### Descripción del ejercicio:
Reproduce sin cambios el fragmento del texto sobre el true crime que comienza con "Vivimos en una" y sigue hasta "tener consecuencias reales.".

### Texto mostrado:
======

Vivimos en una era donde el true crime se ha convertido en un género omnipresente. Nos fascinan los asesinatos, las conspiraciones, las historias turbias. Las plataformas de streaming compiten por ofrecernos la docuserie más retorcida, y las redes sociales hacen el resto: nos convierten en espectadores de una serie policial sin fin, donde cada suceso cotidiano parece el capítulo piloto de una nueva temporada. Pero esta ficción permanente empieza a tener consecuencias reales.
Porque sí, hay crímenes que parecen sacados de una novela de suspense —la Viuda Negra de Patraix, Angie y su crimen casi perfecto, o el asesinato de Bubito en plena calle, por citar algunos—. Pero son la excepción, no la norma. La mayoría de los hechos luctuosos que ocurren cada día tienen una explicación mucho más mundana, triste y simple: la fatalidad, el azar, la fragilidad humana. Pero eso ya no nos sirve. Queremos sangre, queremos tramas. Y si no las hay, las inventamos.
El pasado sábado, por ejemplo, un prostíbulo de Bellpuig (Lleida) ardió por un incendio accidental. Dos trabajadoras murieron y, poco después, un cliente falleció atropellado por un tren al intentar huir del fuego. En cuestión de horas, los rumores del pueblo ya hablaban de doble asesinato y suicidio. ¿Pruebas? Ninguna. ¿Motivaciones? Las de siempre: lo morboso, lo novelesco. La versión real —la más trágica, por cierto— no encajaba en el guion.

======

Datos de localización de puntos

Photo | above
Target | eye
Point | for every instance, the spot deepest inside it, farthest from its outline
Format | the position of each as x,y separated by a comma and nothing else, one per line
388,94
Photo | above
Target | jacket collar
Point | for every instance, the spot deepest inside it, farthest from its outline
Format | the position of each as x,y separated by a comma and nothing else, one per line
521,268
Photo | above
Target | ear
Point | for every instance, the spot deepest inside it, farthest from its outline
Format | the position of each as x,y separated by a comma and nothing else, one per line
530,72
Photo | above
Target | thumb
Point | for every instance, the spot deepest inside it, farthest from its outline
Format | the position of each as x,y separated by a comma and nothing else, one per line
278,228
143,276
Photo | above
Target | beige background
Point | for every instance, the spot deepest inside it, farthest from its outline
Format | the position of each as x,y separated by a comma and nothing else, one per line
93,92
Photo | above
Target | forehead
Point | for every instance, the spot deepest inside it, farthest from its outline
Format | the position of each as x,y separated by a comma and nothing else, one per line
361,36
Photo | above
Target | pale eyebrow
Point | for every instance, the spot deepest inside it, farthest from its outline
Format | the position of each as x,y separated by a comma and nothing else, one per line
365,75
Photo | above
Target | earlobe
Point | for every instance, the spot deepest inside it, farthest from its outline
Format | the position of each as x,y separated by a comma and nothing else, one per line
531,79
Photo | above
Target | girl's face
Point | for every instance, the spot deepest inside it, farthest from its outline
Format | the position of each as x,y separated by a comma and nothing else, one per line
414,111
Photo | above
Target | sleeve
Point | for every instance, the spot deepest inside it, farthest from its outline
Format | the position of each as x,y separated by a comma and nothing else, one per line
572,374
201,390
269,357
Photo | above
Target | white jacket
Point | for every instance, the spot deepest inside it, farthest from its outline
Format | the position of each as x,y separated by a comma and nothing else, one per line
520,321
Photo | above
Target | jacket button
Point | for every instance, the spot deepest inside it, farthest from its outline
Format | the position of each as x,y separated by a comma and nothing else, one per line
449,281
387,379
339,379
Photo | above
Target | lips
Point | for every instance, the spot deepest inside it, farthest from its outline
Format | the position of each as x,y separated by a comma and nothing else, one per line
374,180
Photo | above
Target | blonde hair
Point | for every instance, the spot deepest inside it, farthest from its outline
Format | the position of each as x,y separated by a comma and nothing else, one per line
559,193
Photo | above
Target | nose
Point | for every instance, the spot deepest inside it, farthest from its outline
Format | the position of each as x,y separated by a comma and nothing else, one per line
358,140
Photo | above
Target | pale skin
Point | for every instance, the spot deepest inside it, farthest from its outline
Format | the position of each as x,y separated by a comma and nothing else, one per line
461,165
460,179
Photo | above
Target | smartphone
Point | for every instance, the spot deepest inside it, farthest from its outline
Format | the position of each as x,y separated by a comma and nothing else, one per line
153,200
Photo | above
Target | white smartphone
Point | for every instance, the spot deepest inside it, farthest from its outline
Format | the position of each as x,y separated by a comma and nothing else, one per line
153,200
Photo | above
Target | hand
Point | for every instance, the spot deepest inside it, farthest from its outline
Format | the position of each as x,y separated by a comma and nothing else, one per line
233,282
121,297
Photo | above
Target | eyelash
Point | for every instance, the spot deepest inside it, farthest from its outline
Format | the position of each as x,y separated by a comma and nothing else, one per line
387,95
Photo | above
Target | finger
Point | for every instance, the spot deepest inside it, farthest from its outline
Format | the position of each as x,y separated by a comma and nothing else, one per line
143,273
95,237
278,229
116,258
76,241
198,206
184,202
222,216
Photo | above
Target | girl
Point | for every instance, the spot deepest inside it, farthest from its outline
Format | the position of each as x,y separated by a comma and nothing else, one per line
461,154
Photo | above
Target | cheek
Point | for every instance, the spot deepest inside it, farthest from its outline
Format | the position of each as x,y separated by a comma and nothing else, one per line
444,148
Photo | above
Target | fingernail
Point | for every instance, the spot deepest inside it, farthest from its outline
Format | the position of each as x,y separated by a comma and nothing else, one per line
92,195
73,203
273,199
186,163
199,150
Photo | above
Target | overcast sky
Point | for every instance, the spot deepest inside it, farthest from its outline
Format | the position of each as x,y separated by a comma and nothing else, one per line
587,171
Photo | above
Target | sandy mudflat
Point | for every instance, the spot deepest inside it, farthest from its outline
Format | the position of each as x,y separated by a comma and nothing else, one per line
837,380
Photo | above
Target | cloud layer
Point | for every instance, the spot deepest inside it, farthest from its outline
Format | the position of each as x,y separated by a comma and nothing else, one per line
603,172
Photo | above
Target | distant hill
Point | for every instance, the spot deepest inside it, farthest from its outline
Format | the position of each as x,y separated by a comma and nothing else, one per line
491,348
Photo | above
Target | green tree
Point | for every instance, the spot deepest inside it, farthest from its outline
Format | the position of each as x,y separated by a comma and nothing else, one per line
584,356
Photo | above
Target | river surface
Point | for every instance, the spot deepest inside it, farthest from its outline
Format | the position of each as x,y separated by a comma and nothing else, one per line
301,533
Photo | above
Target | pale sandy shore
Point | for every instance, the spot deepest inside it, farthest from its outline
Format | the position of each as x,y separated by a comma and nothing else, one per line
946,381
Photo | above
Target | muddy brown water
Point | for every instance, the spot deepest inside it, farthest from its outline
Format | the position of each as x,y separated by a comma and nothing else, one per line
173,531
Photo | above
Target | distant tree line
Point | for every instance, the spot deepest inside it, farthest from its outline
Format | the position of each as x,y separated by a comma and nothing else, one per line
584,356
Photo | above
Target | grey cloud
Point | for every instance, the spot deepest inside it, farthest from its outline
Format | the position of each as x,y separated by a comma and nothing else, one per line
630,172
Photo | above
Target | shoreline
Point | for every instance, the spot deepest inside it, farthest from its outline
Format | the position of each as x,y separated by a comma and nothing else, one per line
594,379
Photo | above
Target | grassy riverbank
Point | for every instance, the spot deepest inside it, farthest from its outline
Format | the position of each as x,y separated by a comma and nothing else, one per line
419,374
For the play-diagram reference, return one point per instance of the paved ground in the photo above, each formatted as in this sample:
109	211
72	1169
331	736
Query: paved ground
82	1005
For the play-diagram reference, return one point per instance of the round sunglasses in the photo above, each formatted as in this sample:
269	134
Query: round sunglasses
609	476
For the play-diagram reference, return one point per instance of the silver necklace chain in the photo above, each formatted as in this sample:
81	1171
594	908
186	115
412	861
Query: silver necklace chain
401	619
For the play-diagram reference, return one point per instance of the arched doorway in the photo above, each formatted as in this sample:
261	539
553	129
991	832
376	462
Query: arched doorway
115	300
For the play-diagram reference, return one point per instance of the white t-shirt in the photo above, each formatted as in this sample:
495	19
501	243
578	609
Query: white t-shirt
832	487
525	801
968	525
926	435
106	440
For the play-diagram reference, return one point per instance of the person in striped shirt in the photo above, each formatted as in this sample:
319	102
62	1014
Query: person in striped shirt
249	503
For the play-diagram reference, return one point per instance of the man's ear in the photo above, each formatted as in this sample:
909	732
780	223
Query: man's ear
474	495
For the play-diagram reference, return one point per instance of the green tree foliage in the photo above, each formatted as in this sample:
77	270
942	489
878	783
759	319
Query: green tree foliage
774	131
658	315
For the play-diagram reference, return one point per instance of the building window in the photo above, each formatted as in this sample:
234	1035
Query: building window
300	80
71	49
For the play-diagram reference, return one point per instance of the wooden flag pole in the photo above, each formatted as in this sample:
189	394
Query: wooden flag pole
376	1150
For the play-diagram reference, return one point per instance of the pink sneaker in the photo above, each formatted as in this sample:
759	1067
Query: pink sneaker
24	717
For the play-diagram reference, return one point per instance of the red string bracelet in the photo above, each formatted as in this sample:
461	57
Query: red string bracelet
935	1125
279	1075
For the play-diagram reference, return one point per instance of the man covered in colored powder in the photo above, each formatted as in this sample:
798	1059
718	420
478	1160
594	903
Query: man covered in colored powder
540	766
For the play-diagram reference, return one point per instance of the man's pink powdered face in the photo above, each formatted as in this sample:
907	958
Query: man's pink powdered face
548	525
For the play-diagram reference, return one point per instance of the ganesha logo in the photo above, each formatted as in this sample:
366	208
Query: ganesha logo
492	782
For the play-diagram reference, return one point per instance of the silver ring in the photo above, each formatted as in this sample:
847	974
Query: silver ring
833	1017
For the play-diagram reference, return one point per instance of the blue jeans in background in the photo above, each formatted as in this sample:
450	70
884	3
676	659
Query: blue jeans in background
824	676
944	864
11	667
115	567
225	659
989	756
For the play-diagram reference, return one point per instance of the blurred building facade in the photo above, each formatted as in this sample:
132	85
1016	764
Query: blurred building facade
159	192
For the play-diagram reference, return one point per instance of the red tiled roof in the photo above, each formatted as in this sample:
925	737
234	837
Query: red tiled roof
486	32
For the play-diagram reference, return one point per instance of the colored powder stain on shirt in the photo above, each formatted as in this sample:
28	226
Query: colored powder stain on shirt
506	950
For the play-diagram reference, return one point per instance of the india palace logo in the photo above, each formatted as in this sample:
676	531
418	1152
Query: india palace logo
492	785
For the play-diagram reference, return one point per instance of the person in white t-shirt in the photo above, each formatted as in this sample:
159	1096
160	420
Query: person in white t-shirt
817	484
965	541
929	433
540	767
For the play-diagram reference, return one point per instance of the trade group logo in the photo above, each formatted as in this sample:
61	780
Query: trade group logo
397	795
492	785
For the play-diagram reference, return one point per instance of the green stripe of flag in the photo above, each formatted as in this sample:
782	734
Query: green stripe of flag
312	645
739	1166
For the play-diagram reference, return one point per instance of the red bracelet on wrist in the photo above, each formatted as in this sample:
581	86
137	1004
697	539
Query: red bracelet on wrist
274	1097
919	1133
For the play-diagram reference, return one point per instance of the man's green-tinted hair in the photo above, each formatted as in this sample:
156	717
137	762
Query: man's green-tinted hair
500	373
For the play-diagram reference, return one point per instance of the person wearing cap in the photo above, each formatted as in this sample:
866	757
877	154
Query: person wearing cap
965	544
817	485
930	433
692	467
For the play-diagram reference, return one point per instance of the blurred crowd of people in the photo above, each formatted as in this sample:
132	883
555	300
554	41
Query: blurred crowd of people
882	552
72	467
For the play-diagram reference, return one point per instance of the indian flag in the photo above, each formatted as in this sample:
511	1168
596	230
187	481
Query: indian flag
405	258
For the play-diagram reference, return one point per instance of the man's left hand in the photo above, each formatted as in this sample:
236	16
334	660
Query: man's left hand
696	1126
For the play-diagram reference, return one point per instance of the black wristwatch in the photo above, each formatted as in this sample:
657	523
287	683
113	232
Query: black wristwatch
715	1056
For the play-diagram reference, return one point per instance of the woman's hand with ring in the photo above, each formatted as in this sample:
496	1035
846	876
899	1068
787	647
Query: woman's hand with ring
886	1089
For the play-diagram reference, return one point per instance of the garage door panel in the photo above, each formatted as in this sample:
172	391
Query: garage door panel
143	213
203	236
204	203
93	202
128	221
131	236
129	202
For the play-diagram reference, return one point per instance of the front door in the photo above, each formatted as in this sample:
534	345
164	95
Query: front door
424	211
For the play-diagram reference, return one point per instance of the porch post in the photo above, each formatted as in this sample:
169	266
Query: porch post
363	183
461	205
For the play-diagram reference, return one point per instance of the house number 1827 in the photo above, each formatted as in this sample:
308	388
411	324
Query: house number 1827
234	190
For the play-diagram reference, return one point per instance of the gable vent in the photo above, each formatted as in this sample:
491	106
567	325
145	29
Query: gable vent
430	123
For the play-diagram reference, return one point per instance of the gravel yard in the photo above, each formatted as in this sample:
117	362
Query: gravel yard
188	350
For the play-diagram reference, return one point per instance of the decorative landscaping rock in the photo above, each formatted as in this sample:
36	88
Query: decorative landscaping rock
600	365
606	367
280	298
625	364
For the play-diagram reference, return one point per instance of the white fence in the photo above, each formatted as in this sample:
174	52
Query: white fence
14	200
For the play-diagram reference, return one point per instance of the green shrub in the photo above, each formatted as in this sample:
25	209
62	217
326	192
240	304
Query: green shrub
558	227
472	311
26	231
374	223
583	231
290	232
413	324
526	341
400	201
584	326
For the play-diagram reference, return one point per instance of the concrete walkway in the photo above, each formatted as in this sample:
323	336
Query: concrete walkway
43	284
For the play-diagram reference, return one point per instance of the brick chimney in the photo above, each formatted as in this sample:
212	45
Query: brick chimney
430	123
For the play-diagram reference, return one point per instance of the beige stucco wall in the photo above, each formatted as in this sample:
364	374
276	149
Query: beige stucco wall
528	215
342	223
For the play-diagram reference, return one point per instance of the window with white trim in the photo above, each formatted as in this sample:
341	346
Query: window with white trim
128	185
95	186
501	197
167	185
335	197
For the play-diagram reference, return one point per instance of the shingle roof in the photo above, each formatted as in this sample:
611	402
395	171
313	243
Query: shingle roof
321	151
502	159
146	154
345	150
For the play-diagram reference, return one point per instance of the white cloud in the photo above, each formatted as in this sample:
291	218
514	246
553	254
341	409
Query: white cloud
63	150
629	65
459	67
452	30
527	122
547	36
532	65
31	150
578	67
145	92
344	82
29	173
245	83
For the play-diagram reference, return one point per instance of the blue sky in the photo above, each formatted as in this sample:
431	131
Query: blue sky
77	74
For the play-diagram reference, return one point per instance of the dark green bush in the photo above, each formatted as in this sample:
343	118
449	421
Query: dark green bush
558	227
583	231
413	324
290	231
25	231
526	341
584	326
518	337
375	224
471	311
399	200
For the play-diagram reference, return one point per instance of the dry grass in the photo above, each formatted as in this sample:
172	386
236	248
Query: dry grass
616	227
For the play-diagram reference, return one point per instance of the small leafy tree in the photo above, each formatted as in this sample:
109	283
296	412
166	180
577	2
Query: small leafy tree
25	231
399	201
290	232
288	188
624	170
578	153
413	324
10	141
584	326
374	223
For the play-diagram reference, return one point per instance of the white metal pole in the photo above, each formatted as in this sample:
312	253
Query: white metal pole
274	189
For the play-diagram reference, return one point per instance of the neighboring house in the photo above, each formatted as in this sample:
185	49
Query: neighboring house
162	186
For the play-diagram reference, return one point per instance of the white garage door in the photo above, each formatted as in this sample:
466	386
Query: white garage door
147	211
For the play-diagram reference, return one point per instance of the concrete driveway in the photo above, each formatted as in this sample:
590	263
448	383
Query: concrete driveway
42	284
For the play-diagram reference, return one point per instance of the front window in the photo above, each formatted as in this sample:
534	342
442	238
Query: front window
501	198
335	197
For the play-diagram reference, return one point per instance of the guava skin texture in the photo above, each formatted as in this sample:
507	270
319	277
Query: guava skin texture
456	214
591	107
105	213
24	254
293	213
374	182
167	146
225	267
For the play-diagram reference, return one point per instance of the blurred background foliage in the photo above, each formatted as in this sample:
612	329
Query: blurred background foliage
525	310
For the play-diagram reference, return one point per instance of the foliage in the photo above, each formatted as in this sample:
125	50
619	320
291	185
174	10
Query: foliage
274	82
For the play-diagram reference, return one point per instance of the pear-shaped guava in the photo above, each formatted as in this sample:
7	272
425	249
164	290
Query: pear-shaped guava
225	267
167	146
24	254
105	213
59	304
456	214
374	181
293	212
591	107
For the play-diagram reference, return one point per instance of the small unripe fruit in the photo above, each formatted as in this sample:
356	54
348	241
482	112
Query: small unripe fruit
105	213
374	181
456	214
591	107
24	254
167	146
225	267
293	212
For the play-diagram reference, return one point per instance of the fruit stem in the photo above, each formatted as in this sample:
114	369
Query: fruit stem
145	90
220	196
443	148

======

### Espacio de respuesta:
Vivimos en una era donde el true crime se ha convertido en un género omnipresente. Nos fascinan los asesinatos, las conspiraciones, las historias turbias. Las plataformas de streaming compiten por ofrecernos la docuserie más retorcida, y las redes sociales hacen el resto: nos convierten en espectadores de una serie policial sin fin, donde cada suceso cotidiano parece el capítulo piloto de una nueva temporada. Pero esta ficción permanente empieza a tener consecuencias reales.